__Enregistrements__.
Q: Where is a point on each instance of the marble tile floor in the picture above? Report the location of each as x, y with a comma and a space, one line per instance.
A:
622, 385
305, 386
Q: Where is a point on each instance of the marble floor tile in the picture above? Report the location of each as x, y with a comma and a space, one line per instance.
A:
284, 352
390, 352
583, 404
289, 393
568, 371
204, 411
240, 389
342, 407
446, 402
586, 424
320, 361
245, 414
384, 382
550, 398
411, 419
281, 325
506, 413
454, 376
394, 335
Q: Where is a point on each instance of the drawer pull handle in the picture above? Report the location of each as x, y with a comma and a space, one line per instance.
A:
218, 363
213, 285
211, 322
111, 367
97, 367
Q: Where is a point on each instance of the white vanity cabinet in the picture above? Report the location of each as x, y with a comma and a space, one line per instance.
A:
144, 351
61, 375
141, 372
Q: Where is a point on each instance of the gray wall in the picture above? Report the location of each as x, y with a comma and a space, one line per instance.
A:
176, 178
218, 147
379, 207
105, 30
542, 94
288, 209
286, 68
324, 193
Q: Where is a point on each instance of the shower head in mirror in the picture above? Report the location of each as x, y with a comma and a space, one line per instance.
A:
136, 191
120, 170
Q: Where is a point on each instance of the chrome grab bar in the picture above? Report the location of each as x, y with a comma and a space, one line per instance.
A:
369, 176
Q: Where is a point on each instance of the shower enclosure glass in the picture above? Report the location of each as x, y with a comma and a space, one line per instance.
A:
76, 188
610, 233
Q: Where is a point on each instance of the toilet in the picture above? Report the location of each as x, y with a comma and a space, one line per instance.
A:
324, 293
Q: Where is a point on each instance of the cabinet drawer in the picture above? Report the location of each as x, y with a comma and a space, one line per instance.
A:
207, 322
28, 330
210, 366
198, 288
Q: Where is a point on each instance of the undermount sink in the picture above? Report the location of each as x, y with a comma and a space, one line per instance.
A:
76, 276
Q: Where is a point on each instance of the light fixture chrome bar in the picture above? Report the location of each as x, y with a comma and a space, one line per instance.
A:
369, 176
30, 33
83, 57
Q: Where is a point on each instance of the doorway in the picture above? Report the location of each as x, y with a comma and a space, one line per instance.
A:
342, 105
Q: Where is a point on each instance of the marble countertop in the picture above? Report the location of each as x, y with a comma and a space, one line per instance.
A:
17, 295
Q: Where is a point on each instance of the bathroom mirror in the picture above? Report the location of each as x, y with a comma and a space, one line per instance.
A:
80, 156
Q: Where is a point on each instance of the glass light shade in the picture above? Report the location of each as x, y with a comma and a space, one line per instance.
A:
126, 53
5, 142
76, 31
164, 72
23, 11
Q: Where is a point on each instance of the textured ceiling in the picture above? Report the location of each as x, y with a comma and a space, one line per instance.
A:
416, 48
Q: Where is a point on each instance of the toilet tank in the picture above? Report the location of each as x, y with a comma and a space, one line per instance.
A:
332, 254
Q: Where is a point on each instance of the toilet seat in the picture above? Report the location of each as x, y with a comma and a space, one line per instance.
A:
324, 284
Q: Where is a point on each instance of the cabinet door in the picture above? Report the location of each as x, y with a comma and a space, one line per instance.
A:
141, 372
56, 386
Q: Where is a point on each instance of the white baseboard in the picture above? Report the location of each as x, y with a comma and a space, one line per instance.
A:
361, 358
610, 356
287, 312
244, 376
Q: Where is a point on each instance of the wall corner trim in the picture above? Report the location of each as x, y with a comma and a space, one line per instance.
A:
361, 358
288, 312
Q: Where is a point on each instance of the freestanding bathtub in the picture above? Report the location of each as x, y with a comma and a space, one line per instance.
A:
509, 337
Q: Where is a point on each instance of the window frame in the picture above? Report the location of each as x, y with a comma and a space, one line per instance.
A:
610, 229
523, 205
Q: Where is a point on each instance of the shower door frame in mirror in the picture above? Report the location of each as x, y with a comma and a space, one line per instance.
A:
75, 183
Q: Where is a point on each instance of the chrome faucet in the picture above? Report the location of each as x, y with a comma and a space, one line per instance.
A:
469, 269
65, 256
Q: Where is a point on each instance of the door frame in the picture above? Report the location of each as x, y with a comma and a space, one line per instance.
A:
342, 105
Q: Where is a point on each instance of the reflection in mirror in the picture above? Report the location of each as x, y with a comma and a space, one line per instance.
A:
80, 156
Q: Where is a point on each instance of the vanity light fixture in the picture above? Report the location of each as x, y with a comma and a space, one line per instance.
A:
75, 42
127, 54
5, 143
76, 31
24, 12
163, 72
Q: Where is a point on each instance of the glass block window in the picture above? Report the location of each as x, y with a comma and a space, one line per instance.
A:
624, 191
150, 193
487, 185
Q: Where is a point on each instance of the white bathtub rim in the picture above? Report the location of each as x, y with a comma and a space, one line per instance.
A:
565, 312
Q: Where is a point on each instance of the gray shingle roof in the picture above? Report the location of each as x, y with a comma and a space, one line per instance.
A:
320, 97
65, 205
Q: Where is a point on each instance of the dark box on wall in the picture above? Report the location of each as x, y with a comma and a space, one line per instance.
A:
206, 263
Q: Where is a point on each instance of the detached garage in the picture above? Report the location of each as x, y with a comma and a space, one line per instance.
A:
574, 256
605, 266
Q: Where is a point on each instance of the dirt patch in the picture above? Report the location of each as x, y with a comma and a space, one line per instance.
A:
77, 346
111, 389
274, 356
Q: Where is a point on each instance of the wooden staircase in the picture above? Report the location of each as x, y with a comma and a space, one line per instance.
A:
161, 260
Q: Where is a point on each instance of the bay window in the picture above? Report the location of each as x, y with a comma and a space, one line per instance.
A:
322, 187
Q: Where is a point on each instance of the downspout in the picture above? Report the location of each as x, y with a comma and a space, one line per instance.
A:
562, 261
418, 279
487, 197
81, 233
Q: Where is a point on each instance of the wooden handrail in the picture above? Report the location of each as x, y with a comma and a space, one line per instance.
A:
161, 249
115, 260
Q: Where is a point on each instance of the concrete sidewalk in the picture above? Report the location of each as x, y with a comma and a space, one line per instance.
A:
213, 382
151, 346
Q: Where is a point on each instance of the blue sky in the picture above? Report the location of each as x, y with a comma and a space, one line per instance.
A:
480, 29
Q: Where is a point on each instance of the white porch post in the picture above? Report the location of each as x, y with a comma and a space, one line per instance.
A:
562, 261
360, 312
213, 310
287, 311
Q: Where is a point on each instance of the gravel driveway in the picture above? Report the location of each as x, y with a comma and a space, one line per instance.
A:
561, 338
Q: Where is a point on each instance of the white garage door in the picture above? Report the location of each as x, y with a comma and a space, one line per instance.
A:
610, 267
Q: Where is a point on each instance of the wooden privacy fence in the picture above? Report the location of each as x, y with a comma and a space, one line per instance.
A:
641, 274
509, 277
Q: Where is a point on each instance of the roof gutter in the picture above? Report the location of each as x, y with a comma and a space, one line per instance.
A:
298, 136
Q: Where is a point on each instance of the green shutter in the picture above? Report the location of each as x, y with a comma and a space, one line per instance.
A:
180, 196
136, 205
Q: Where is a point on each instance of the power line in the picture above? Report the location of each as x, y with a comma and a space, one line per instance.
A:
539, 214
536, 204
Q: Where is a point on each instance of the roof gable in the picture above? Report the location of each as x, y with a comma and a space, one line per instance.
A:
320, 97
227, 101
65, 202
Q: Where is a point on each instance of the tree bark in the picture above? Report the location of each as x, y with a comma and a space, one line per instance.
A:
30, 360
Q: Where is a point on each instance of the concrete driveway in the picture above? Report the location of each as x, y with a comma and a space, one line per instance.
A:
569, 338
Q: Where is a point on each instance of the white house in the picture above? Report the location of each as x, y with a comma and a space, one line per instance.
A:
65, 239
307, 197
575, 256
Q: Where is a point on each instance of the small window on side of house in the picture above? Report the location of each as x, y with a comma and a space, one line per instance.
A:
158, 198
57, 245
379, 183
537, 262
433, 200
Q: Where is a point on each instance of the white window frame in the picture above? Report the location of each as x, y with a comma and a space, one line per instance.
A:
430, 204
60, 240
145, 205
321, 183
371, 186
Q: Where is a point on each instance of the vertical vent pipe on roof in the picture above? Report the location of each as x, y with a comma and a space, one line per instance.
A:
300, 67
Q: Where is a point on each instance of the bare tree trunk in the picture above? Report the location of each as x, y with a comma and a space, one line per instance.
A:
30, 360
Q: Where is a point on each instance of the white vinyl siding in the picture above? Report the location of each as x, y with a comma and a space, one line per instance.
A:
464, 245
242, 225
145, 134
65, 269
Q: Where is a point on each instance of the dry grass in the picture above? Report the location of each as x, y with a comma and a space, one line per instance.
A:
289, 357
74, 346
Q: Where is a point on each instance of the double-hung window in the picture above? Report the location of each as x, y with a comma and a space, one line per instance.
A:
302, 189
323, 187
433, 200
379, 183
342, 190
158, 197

__Détails du problème__. Restituez sous la forme d'une liste JSON de chaînes le passage qui va de la ligne contenant "Q: Where is a point on each instance of the double-hung" jusqu'à la fin des enregistrements, ces deux bornes comprises. Chaque ligne doit devenir une chaîne, sans les lignes vides.

__Réponse__.
[
  "Q: Where is a point on each instance of the double-hung window in the picture above? Report the location of each as x, y with a comma and a space, one line per instance.",
  "A:",
  "302, 189",
  "323, 187",
  "433, 200",
  "379, 183",
  "342, 190",
  "158, 197"
]